Image-grounded pointing data
|---|
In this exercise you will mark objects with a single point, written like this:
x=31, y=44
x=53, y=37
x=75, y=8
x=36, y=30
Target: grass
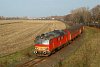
x=17, y=57
x=88, y=55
|---|
## The problem:
Could you write out the records again exactly, without any of their pictures?

## Answer for this exercise:
In this exercise you will mark objects with a single point, written like this:
x=31, y=44
x=53, y=37
x=75, y=8
x=36, y=30
Target: grass
x=17, y=57
x=88, y=55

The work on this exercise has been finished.